Instructions for the task: Rewrite the lines below as a two-column CSV with the headers "text" and "answer", giving one row per line with that line's answer. Put each field in double quotes, turn any line breaks into spaces, and leave out the pictures.

Material for the task:
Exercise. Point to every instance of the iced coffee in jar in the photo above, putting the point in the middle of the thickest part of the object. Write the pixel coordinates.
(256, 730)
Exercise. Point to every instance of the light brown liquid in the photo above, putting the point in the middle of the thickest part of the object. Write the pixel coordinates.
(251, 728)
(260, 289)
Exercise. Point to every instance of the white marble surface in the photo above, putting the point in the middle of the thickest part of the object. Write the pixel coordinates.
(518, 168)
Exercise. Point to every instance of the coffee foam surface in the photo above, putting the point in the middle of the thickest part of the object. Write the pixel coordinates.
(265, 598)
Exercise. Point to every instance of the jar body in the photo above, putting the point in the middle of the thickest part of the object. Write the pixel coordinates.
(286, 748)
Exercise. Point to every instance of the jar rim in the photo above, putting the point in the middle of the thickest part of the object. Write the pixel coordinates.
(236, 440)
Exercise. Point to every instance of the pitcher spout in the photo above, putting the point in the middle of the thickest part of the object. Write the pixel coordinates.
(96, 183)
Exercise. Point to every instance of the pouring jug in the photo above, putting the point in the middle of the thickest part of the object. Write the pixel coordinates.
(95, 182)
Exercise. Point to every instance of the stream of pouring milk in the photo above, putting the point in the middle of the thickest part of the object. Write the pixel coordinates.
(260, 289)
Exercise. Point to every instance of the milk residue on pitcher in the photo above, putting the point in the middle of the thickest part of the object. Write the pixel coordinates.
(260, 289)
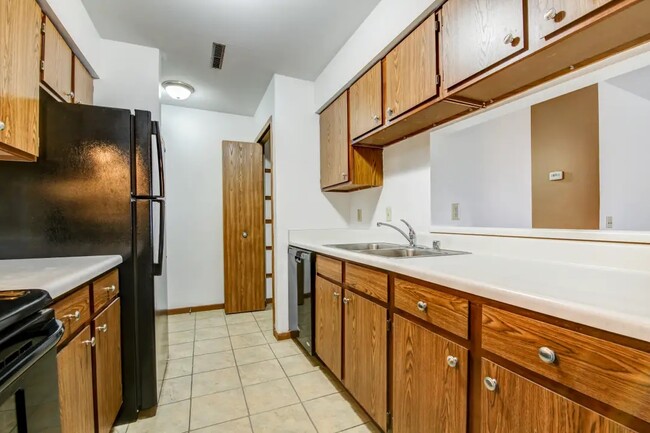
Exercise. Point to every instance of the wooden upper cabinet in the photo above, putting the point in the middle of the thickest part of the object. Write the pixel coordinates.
(334, 143)
(515, 404)
(108, 366)
(57, 63)
(411, 70)
(429, 390)
(478, 34)
(366, 355)
(20, 52)
(76, 385)
(549, 16)
(328, 324)
(83, 84)
(365, 103)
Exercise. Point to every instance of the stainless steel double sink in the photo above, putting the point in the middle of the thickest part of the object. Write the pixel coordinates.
(383, 249)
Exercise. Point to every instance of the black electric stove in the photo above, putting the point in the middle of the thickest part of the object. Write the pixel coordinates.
(29, 333)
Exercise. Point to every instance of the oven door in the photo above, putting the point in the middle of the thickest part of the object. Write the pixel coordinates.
(29, 397)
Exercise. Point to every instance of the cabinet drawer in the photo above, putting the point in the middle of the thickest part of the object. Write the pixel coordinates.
(606, 371)
(330, 268)
(448, 312)
(105, 289)
(73, 311)
(373, 283)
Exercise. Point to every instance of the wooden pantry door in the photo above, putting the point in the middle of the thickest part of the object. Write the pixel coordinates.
(243, 227)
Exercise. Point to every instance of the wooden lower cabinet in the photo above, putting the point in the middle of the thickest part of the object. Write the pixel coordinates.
(366, 355)
(75, 371)
(515, 404)
(328, 324)
(429, 391)
(108, 366)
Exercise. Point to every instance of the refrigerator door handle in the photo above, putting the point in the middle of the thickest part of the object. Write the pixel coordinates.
(158, 265)
(155, 130)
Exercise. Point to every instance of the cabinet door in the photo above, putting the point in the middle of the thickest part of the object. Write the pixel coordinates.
(366, 355)
(57, 62)
(108, 366)
(20, 52)
(478, 34)
(411, 70)
(334, 143)
(75, 371)
(515, 404)
(551, 15)
(83, 84)
(365, 103)
(429, 390)
(328, 324)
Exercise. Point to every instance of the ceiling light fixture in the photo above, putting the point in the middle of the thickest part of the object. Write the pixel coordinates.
(178, 89)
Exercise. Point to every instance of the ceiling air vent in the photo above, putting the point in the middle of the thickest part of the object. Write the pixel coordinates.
(218, 51)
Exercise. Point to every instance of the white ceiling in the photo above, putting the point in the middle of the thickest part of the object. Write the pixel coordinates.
(296, 38)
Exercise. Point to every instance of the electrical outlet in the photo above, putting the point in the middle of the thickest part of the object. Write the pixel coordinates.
(455, 212)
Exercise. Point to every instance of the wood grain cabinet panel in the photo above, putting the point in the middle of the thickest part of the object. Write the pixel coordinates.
(429, 394)
(108, 366)
(411, 70)
(83, 84)
(366, 103)
(519, 405)
(366, 355)
(57, 63)
(478, 34)
(328, 324)
(75, 372)
(606, 371)
(20, 52)
(549, 16)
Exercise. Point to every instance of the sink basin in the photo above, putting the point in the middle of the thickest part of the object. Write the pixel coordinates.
(366, 247)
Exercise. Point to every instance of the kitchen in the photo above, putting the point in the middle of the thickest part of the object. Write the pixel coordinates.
(509, 134)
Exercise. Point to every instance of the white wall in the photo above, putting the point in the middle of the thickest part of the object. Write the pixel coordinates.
(194, 201)
(624, 156)
(406, 187)
(486, 169)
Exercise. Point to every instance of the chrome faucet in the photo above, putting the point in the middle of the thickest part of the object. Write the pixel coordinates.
(411, 237)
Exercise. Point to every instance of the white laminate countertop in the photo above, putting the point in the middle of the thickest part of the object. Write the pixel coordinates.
(610, 299)
(56, 275)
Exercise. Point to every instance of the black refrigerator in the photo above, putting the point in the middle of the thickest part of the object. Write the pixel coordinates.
(98, 189)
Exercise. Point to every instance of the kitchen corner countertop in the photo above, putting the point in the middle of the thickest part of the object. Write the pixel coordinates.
(614, 300)
(56, 275)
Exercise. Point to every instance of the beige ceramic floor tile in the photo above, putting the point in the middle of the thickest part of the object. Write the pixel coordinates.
(181, 337)
(247, 340)
(253, 354)
(203, 347)
(242, 425)
(292, 419)
(243, 328)
(171, 418)
(334, 413)
(217, 408)
(215, 381)
(313, 385)
(259, 372)
(211, 333)
(298, 364)
(183, 350)
(285, 348)
(210, 322)
(213, 361)
(270, 395)
(178, 368)
(176, 389)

The result:
text,answer
"Exercise. Point to every instance of the iced coffee in jar in the photo above, putting the point in the middle of the thickest part of the object. Write the pixel coordinates.","(256, 730)"
"Exercise. Point to every instance of the light brown liquid in the photo above, putting the point in the middle of the thickest part of the object. Write the pixel coordinates.","(251, 728) (260, 289)"
"Exercise. Point to every instance of the white marble surface in the photo above, putting the point in the middle of the thickest part of the object. Write the pixel coordinates.","(518, 168)"
"Exercise. Point to every instance of the coffee foam surface in the photo above, putting the point in the middle of the thickest part of the object. Write the pixel coordinates.","(265, 598)"
"Exercise. Point to every instance of the jar body in the photo above, putting the point in the middle of the thickest part of the object. Write the pixel coordinates.","(286, 748)"
"Exercise. Point to every instance of the jar rim in the photo above, putting the point in the middle of the thickest part of the object. Write the pixel coordinates.","(236, 440)"
"Exercise. Point to every instance of the pitcher spout in the photo above, putting the point in the middle of the thickest part of the object. Write the pixel coordinates.","(96, 183)"
"Exercise. Point to every instance of the pouring jug in the photo above, putting the point in the middle of the thickest part of the object. Write the pixel coordinates.","(95, 182)"
"Exercise. Point to every instance of the stream of pouring milk in the photo above, putting the point in the middle of the thickest part of the object. Write the pixel coordinates.","(260, 289)"
"Exercise. Point to every instance of the milk residue on pitcher in the photo above, putting the point in the middle of the thickest part of the object. Write the pixel coordinates.","(260, 289)"
"Exercise. Point to every instance of the wooden upper cabinet in the photo above, putting the point in the middle of the thickest part of the object. Write the pixel coordinates.","(334, 143) (515, 404) (108, 366) (57, 63) (411, 70) (429, 390) (478, 34) (366, 355) (20, 52) (76, 385) (549, 16) (328, 324) (83, 84) (365, 103)"
"Exercise. Point to every instance of the stainless steel double sink in the photo above, putting the point in the middle of the thickest part of the object. Write the pixel coordinates.","(383, 249)"
"Exercise. Point to every instance of the black electric stove in the photo above, putting the point in the middle of the thickest part of the object. Write the pixel coordinates.","(29, 333)"
"Exercise. Point to every instance of the oven door in the photo above, putting the point in the middle of the thickest part of the object. Write the pixel coordinates.","(29, 397)"
"Exercise. Point to every instance of the cabinet drawer in the photo above, putting the point in the middle of the thickest part of the object. Write the pixel coordinates.","(606, 371) (330, 268) (448, 312) (105, 289) (73, 311) (373, 283)"
"Exercise. Point to every instance of the wooden pantry door in the photo above, putting the point in the middle of the thickest part of the object. Write the pixel coordinates.","(243, 227)"
"Exercise. Point to every instance of the wooden lower cabinet in the photo above, putting the point in the middle of the thickest part of the object. Write the pixel coordinates.","(366, 355) (75, 371) (515, 404) (328, 324) (429, 391) (108, 366)"
"Exercise. Point to every instance of the refrigerator door handle in the photo above, putting the point in the middle of the thickest part of the object. Write the pixel coordinates.","(158, 265) (155, 130)"
"Exercise. Point to every instance of the cabinet door in the photo above, putting the point in the middle of the thickest part of the object. Write the pixel coordinates.","(366, 355) (57, 62) (108, 366) (20, 52) (478, 34) (411, 70) (334, 143) (75, 371) (515, 404) (551, 15) (83, 84) (365, 103) (429, 390) (328, 324)"
"Exercise. Point to every instance of the ceiling light fixture in the photo above, putting the point in the middle of the thickest part of the object. Write the pixel coordinates.","(178, 89)"
"Exercise. Point to every instance of the ceiling air vent in the photo above, putting the point in the middle of the thickest part of the object. Write the pixel coordinates.","(218, 51)"
"Exercise. Point to every instance of the white ceiling in the photo above, putting the point in the middle of the thickest part of the object. Write the pixel coordinates.","(296, 38)"
"Exercise. Point to every instance of the electrical outlet in the photo above, putting the point in the middle of the thickest part of the object. Write the pixel coordinates.","(455, 212)"
"Exercise. Point to every instance of the wood grain cabinet panel in the photo above, putting the point in the middle of the thickest part of the object. Write the pixel coordinates.","(429, 394) (108, 366) (411, 70) (83, 84) (366, 103) (519, 405) (366, 355) (57, 63) (478, 34) (328, 324) (75, 372) (606, 371) (20, 52) (549, 16)"
"Exercise. Point to every instance of the sink basin in the photo above, putting the point in the middle of the thickest part of the object. Write the pixel coordinates.","(366, 247)"
"Exercise. Point to every instance of the kitchen in the photo above, putting the point in the middle of the thickest part of the object. Write the pixel coordinates.","(509, 134)"
"Exercise. Point to every instance of the white wall in the photo above, putting the point in the middle of the thickest part of the object. Write the pixel coordinates.","(194, 201) (624, 156) (406, 187) (486, 169)"
"Exercise. Point to every instance of the chrome faucet in the photo above, putting the point in the middle of the thickest part of the object. Write the pixel coordinates.","(411, 237)"
"Exercise. Point to every instance of the white laminate countertop in the photo above, putting the point in the middle of the thickest part of the object. Write the pixel coordinates.","(610, 299) (56, 275)"
"Exercise. Point to every instance of the black refrigerator in the photo above, putting the point in the middle of the thickest part of the object. Write the pixel coordinates.","(98, 189)"
"Exercise. Point to every instance of the kitchen corner countertop in the photo above, putting the point in the middle of the thickest part of the object. Write the pixel coordinates.","(614, 300) (56, 275)"
"Exercise. Point to every instance of the beige ceramic floor tile in the photo above, putting the point in the middle of the thickest part of the object. Write the pixel coordinates.","(181, 337) (247, 340) (253, 354) (203, 347) (242, 425) (292, 419) (243, 328) (171, 418) (334, 413) (217, 408) (215, 381) (313, 385) (259, 372) (211, 333) (298, 364) (183, 350) (285, 348) (210, 322) (213, 361) (270, 395) (178, 368) (176, 389)"